● **Written request**
Can you copy every item below line for line, without changing a character, and leave the pictures out of your copy?
======
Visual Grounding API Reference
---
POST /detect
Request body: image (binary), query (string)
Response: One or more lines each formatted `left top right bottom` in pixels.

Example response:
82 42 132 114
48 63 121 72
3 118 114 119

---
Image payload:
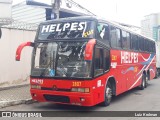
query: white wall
======
● **The output**
Visual Grounding API Reference
---
POST /detect
Request body: image (binary), query (string)
Response: One or more lines each formatted `left top right bottom` in pixels.

Example response:
82 42 132 114
48 63 121 72
3 118 114 119

---
Image payload:
query: white wall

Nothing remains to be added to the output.